■ The task
Please update the lines from the one containing "Label every bare tree" through the one containing "249;27;257;48", inclusive, replacing "tight" with "close-fitting" and keeping everything else the same. Return only those lines.

(Dataset extracts with box labels)
# # # #
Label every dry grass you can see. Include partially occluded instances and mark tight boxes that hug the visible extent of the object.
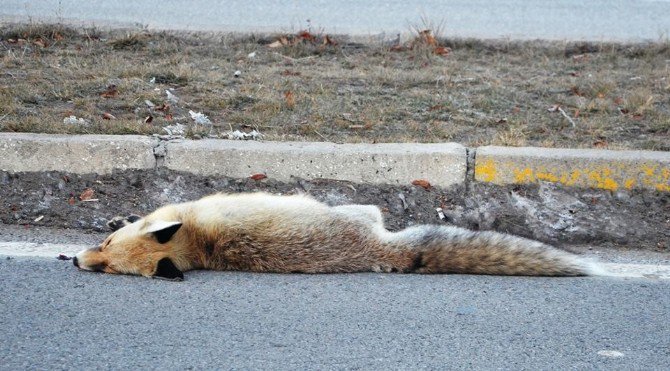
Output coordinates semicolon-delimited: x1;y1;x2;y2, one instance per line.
0;21;670;151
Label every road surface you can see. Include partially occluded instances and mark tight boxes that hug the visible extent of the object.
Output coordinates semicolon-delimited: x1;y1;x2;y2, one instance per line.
0;226;670;370
0;0;670;41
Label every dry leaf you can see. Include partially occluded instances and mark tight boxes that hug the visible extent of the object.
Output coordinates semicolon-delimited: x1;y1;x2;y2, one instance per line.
280;70;300;76
412;179;432;189
593;139;608;148
570;86;584;97
284;90;295;109
33;39;47;48
154;103;170;112
79;188;95;201
572;54;589;62
419;30;438;46
100;84;119;98
249;173;268;180
298;31;316;42
323;35;337;46
433;46;451;57
268;40;284;48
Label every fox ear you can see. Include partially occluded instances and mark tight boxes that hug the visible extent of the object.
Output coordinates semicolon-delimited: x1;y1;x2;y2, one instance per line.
145;220;182;243
151;258;184;281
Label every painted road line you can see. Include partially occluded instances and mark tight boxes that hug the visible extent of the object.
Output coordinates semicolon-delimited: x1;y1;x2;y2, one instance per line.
603;263;670;279
0;242;84;258
0;242;670;279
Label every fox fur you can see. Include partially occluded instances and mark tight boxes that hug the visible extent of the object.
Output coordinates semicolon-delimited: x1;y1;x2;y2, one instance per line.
74;193;598;280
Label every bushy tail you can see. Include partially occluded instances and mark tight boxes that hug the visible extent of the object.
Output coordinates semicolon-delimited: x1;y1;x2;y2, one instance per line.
384;226;603;276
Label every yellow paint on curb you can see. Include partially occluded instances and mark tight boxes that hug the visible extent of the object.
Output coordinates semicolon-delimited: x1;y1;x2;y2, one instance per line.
475;159;670;192
475;160;497;182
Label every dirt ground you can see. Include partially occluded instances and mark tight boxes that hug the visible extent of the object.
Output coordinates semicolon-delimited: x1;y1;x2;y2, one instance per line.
0;169;670;251
0;24;670;151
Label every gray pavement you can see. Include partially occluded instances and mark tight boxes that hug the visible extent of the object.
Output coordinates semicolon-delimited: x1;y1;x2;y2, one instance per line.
0;257;670;370
0;0;670;41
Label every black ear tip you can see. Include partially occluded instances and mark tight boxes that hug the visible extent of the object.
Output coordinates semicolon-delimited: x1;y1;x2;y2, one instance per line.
154;258;184;281
126;214;142;223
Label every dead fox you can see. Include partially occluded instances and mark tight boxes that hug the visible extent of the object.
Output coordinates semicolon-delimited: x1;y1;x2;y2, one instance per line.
73;193;599;280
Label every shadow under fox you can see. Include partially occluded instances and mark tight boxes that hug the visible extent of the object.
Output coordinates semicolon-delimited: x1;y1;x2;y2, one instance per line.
73;193;599;280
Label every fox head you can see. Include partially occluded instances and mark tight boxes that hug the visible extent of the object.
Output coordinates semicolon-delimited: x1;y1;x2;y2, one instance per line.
72;216;184;280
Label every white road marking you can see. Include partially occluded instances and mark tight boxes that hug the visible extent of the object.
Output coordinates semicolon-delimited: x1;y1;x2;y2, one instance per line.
598;350;623;358
603;263;670;279
0;242;86;258
0;242;670;279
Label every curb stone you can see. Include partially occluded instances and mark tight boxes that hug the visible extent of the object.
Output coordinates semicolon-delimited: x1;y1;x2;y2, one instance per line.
165;139;466;187
0;133;670;192
0;133;156;174
475;146;670;192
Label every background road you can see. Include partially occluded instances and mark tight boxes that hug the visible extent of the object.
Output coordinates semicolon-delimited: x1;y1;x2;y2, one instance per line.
0;0;670;40
0;250;670;370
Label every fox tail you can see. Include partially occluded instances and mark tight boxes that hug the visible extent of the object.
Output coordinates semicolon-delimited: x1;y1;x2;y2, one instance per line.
384;225;606;276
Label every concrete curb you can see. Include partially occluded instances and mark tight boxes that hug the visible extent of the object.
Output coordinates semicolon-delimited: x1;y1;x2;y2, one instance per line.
0;133;670;192
0;133;158;174
475;147;670;192
165;139;467;187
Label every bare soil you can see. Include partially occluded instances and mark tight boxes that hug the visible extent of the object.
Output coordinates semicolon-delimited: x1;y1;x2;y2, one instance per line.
0;169;670;252
0;24;670;151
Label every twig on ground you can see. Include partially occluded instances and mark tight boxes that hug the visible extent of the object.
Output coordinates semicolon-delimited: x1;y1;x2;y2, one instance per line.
558;107;577;128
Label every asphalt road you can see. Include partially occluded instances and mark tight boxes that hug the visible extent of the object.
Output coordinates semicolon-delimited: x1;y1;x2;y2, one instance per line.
0;257;670;370
0;0;670;40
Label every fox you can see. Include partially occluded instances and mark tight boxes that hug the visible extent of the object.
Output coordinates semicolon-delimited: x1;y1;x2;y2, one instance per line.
72;192;601;281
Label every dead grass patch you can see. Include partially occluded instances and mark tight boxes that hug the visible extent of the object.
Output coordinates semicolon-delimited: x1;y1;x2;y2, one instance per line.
0;24;670;150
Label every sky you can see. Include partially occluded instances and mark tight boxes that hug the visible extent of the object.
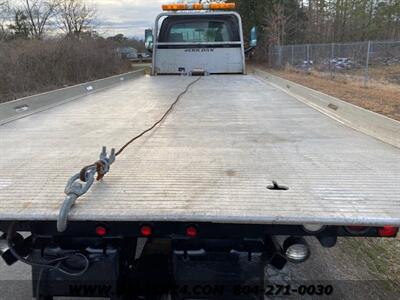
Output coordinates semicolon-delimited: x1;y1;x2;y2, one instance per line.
93;0;167;38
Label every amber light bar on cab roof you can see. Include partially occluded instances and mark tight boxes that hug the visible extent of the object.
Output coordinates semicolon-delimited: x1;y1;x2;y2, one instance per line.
162;2;236;11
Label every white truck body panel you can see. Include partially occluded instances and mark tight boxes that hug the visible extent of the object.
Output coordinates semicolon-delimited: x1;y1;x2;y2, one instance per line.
156;48;244;74
0;75;400;226
152;11;246;75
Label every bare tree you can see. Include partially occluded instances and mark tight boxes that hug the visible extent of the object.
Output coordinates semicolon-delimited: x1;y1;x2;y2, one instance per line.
264;1;296;46
58;0;97;38
0;0;10;41
21;0;59;39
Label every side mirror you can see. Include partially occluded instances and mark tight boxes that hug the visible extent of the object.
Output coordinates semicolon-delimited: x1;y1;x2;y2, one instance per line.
144;33;154;51
249;27;257;48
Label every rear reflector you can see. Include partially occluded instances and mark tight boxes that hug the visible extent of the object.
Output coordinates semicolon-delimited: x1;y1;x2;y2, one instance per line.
378;226;399;237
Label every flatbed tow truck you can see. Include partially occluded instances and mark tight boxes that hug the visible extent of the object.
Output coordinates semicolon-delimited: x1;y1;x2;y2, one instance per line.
0;1;400;299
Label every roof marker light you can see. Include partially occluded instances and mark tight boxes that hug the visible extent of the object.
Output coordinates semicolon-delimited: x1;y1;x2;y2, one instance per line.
162;2;236;11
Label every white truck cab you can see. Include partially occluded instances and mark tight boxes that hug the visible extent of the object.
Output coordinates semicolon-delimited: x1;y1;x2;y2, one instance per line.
146;3;246;75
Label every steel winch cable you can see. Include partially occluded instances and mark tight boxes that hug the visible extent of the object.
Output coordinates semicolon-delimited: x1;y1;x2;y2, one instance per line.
57;76;201;232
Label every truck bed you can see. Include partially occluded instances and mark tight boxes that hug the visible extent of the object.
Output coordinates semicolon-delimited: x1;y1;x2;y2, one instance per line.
0;75;400;226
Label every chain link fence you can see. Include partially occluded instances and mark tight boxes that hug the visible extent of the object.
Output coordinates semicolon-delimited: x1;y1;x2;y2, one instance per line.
269;41;400;86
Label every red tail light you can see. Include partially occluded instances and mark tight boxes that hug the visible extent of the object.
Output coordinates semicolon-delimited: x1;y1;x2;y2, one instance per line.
345;226;369;235
378;226;399;237
140;225;153;237
96;226;107;236
186;226;198;238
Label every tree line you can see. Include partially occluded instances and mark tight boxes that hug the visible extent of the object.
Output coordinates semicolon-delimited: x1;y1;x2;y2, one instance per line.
235;0;400;46
0;0;144;103
0;0;96;40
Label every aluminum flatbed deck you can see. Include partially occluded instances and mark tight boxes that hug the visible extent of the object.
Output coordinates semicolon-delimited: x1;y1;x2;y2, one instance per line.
0;75;400;226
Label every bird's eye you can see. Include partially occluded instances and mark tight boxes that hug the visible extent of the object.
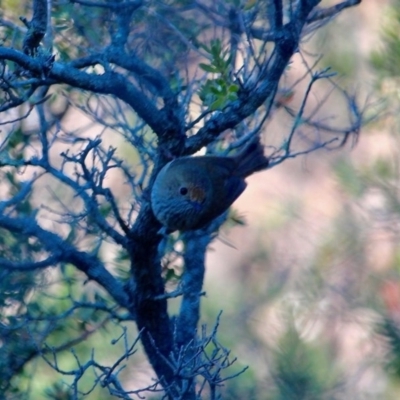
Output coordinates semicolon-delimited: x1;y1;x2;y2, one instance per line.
179;186;188;196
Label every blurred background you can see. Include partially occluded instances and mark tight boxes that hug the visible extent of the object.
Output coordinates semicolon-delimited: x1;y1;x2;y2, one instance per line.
0;0;400;400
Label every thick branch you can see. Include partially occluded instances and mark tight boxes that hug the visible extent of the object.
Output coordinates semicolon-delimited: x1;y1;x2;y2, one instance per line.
307;0;362;23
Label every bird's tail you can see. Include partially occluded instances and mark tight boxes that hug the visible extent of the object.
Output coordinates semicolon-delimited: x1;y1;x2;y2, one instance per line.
233;136;269;177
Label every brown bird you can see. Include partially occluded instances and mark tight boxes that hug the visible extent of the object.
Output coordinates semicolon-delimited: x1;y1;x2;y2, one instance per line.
151;138;268;232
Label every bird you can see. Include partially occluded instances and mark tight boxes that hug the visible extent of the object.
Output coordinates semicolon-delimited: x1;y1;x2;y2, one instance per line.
151;136;269;233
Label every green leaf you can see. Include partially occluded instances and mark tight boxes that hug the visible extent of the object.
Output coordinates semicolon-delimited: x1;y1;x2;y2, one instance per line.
199;63;218;73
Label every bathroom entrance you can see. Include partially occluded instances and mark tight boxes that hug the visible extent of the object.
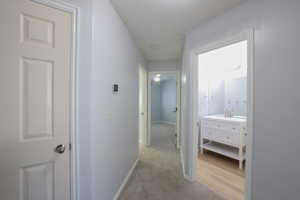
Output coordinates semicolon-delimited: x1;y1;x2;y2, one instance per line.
193;31;252;200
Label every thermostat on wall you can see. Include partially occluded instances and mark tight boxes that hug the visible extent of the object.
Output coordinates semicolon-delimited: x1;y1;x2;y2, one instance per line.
113;84;119;93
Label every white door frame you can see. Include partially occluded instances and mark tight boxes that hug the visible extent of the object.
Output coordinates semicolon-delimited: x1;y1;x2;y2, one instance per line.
139;64;148;145
189;29;254;200
146;71;181;148
31;0;80;200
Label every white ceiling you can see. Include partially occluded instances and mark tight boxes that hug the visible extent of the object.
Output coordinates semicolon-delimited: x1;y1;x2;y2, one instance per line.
111;0;243;61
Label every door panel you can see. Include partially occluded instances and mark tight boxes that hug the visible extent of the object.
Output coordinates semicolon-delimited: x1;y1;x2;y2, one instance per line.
0;0;72;200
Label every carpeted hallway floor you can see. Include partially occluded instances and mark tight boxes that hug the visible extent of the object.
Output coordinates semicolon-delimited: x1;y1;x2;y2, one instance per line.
119;124;222;200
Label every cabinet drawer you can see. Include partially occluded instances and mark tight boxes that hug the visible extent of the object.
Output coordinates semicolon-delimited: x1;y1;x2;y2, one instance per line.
201;127;215;139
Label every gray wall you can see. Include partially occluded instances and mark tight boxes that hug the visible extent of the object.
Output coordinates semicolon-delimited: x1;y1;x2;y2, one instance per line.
161;80;177;123
182;0;300;200
151;81;161;122
90;0;145;200
225;77;247;116
57;0;92;200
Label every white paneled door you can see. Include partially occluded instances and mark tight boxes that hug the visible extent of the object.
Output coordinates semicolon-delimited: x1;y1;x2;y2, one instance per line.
0;0;72;200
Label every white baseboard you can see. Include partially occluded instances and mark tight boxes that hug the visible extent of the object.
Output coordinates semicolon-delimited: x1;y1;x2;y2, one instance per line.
180;150;194;182
152;121;176;125
113;159;139;200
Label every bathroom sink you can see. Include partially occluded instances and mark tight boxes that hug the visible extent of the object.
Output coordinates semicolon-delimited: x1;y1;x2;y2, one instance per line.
232;115;247;119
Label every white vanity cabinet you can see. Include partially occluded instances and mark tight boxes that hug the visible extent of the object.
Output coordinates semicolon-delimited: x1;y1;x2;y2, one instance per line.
200;115;247;169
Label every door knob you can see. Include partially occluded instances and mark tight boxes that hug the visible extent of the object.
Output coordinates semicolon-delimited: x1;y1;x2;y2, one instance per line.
54;144;66;154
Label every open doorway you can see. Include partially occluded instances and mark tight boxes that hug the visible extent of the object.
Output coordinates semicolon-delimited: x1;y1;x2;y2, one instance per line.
139;65;148;145
147;72;180;148
192;30;253;200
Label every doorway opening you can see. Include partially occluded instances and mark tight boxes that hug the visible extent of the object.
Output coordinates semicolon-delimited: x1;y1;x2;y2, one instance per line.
147;72;180;148
192;30;253;200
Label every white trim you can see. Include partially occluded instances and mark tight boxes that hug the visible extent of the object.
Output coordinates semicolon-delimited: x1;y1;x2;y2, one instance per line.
189;29;254;200
146;71;181;148
152;121;176;125
180;150;193;182
31;0;80;200
113;159;139;200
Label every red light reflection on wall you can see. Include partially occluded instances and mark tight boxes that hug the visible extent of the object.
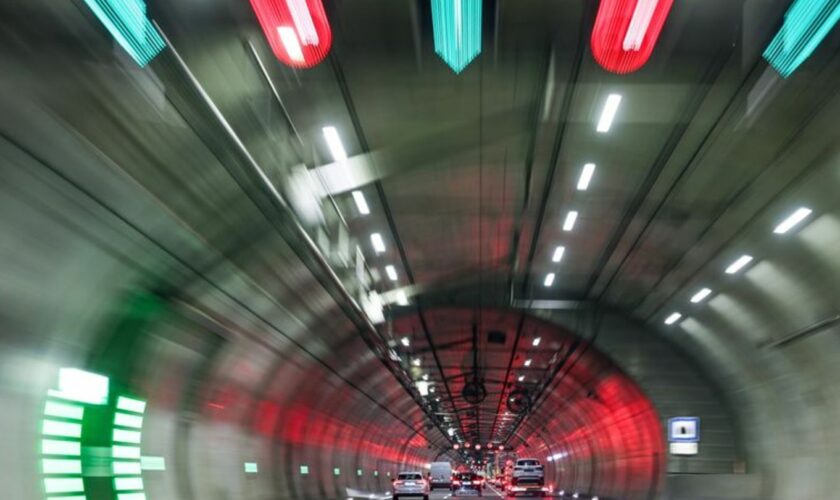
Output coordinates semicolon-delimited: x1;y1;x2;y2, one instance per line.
246;0;332;68
592;0;674;74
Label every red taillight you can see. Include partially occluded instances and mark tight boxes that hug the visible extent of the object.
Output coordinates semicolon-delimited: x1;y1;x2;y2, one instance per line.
591;0;674;74
246;0;332;68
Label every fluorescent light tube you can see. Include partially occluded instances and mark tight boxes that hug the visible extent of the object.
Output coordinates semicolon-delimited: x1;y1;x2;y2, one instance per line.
764;0;840;78
353;191;370;215
370;233;385;253
286;0;318;45
323;127;347;162
726;255;752;274
578;163;595;191
773;207;812;234
691;288;712;304
665;313;682;325
598;94;621;134
277;26;304;62
563;210;578;231
415;380;429;396
543;273;554;287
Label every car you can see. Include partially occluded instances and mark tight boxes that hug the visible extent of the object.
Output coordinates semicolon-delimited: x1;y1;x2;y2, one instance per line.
505;458;550;497
391;472;429;500
452;472;483;497
429;462;452;490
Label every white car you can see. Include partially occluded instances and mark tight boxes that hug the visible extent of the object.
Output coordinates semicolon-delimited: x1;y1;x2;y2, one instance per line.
506;458;550;497
393;472;429;500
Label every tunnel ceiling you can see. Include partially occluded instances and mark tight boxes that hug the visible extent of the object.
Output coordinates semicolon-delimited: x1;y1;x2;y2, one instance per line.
0;0;840;494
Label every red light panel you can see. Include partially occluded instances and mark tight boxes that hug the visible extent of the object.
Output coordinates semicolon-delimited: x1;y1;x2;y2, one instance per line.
592;0;674;74
246;0;332;68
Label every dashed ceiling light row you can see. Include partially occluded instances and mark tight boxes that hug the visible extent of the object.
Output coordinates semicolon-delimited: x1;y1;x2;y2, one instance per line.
664;207;813;326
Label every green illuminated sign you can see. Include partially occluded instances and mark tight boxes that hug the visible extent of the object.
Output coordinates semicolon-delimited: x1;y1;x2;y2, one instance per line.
41;368;108;500
111;396;146;500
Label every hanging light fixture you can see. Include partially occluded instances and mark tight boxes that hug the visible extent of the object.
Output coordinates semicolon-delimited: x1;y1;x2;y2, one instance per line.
# # # #
■ Solution for this task
Label every bare tree you can see. Include partially occluded instances and mark close-fitting boxes that hug the visible extent of the object.
Output coordinates semicolon-delimited: x1;y1;x2;y2, one instance per line.
264;1;296;46
58;0;97;38
0;0;10;41
21;0;59;39
Label every side mirror you can see. Include partially occluded instances and mark close-fitting boxes that hug the visible extent of the object.
Output coordinates semicolon-delimited: x1;y1;x2;y2, one instance per line.
144;33;154;51
249;27;257;48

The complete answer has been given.